Content starts

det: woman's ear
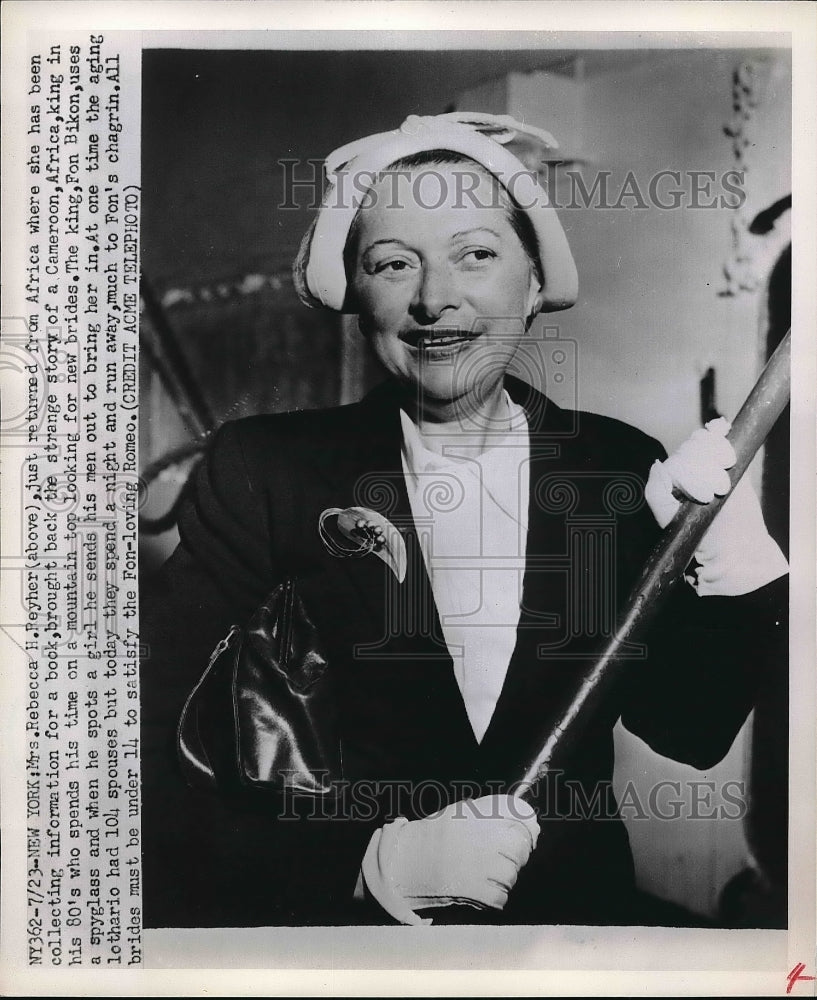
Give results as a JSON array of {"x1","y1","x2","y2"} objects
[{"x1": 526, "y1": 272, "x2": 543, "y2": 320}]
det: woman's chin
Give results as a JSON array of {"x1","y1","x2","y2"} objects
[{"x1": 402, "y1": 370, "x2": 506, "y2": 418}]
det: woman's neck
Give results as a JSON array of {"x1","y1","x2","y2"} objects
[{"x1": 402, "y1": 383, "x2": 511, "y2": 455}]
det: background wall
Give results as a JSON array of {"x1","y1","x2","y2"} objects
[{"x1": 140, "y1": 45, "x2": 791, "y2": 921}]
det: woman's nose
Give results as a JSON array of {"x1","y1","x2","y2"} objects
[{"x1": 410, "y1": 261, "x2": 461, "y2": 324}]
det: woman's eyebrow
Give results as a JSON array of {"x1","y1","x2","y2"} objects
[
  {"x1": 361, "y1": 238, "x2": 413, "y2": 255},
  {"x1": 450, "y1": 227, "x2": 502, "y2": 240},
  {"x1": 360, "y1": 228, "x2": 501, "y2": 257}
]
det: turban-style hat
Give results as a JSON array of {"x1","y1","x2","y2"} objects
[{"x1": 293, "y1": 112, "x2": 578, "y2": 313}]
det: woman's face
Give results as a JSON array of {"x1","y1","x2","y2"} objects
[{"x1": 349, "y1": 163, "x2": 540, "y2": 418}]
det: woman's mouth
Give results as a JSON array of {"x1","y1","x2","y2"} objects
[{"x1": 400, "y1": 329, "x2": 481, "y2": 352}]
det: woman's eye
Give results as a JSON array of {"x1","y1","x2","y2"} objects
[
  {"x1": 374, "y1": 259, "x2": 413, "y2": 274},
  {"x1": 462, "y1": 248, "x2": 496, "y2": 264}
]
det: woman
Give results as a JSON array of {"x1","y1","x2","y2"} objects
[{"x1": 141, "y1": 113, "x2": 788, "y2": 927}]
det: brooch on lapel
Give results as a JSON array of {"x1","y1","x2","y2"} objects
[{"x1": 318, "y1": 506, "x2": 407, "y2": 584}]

Content ends
Content starts

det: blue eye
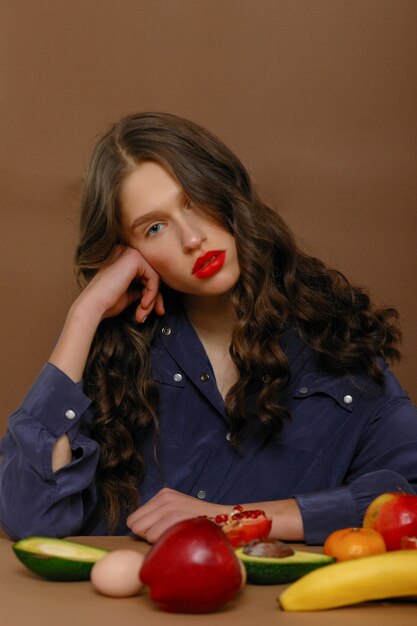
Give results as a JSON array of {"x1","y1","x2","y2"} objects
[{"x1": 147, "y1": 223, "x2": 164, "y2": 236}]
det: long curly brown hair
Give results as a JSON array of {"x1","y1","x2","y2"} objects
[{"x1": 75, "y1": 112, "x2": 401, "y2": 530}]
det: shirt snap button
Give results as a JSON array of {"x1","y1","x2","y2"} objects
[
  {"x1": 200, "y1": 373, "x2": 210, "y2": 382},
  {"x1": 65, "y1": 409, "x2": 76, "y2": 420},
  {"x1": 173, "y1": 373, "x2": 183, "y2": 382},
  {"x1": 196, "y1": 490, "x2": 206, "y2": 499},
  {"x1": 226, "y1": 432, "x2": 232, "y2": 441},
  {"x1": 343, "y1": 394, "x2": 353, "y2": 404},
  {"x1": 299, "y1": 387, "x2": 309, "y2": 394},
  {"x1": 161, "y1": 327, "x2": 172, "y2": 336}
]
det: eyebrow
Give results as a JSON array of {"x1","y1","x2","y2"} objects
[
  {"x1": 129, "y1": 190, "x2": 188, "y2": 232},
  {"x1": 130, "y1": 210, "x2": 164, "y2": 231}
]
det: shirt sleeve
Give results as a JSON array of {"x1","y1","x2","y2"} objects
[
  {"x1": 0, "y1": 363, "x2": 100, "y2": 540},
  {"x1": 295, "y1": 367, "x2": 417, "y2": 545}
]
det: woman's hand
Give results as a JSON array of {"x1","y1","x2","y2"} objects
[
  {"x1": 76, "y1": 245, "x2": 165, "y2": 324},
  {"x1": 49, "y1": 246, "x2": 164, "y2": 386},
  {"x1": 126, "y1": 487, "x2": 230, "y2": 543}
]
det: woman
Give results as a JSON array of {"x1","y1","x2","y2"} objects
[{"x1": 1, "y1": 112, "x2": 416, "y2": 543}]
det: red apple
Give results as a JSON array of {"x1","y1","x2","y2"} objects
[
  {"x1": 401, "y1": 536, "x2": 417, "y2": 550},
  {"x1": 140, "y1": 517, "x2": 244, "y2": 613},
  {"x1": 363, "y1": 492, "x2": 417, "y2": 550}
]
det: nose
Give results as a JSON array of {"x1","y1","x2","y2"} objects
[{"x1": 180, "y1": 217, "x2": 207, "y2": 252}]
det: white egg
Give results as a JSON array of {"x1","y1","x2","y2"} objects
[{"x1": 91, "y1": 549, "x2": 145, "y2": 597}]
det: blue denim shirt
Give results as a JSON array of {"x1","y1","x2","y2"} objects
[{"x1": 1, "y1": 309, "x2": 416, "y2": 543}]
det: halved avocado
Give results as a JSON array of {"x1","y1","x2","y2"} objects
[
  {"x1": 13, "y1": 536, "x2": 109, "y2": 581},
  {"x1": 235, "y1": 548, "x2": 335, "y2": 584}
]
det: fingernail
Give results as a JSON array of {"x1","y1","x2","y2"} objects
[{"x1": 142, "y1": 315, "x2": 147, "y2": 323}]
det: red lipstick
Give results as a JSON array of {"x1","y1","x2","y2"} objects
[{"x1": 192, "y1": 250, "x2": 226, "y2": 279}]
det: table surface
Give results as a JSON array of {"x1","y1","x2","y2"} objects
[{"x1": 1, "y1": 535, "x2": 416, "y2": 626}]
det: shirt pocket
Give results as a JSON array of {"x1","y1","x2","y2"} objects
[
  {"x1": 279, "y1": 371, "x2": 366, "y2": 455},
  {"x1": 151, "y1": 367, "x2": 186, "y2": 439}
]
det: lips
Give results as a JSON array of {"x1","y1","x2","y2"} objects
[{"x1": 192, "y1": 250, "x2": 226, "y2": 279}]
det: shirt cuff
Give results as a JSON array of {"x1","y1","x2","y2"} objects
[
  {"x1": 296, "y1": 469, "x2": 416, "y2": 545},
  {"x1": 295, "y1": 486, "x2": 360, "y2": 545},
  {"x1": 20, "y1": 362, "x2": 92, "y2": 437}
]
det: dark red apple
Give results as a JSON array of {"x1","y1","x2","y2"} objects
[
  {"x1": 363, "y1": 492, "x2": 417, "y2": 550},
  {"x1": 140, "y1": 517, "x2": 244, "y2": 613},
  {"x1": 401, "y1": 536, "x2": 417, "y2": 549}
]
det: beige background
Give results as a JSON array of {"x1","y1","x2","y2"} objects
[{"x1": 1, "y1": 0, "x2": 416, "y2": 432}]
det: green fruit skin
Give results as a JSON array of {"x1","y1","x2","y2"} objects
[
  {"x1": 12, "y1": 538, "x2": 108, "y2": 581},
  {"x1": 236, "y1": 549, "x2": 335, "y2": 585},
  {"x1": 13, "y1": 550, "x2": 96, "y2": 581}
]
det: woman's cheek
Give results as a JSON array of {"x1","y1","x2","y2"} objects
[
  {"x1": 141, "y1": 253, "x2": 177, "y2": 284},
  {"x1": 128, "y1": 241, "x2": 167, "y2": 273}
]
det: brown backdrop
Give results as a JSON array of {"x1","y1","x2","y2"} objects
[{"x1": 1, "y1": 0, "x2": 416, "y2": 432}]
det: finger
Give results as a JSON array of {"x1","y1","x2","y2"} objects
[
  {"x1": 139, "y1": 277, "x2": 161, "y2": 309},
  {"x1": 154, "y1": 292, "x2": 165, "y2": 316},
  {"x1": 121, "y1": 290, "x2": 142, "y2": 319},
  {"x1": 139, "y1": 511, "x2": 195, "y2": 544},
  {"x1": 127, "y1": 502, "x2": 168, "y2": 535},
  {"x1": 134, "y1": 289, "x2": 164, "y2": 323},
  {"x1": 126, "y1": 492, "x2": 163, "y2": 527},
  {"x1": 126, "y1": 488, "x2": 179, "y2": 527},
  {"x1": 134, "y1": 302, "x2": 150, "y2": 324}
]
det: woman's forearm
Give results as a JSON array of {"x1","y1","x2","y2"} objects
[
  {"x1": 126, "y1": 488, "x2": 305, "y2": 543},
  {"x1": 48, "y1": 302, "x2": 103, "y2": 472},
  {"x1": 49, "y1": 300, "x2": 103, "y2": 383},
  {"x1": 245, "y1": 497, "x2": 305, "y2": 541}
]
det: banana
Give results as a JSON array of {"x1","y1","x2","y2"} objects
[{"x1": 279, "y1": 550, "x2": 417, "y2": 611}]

Content ends
Content starts

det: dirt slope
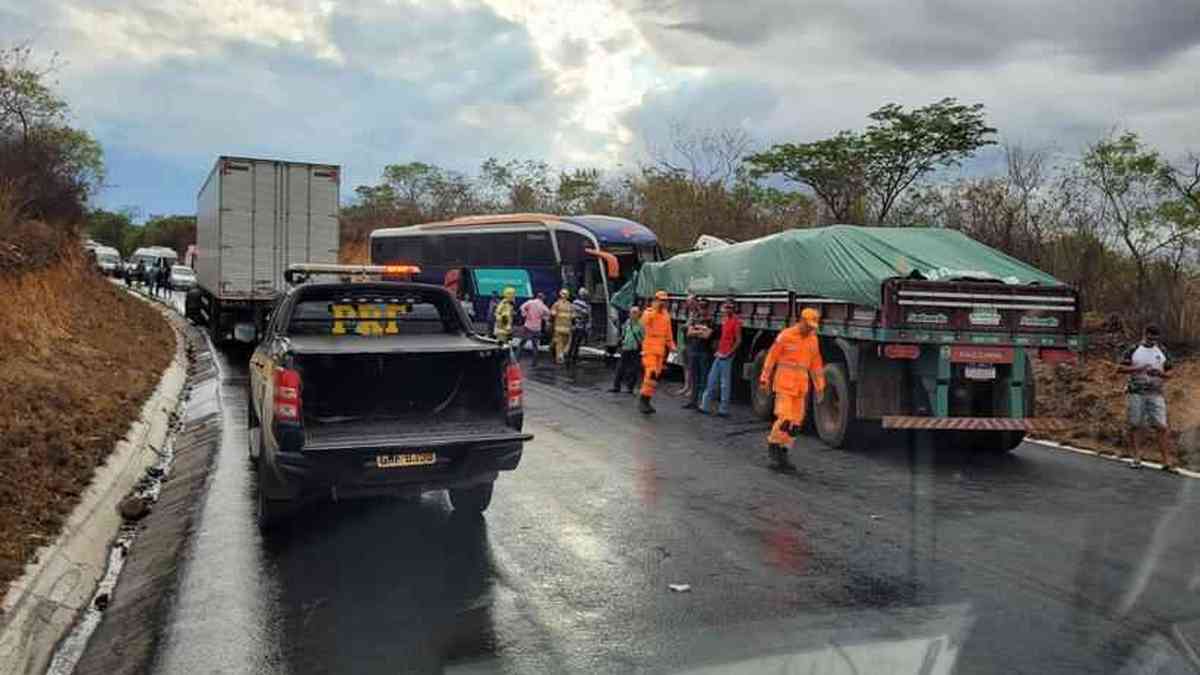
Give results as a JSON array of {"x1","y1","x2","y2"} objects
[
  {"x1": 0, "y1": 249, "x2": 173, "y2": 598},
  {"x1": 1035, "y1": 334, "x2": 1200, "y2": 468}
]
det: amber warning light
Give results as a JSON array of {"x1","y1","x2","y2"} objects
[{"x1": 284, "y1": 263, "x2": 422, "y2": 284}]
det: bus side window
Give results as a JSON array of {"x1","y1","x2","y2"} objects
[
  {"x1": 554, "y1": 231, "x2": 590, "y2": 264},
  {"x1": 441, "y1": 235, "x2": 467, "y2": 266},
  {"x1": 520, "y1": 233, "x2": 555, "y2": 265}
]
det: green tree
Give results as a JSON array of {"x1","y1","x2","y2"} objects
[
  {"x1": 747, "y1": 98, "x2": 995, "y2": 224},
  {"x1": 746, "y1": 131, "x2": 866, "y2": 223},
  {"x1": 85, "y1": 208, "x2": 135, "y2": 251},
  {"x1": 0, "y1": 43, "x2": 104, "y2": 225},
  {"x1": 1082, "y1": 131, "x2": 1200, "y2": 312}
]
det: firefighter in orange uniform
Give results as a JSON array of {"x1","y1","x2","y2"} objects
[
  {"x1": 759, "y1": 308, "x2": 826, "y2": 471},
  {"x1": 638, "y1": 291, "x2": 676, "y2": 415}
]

Content ends

What is needed:
The word to find is "brown". Copy every line of the records that holds it.

Answer section:
det: long curly brown hair
det: brown backdrop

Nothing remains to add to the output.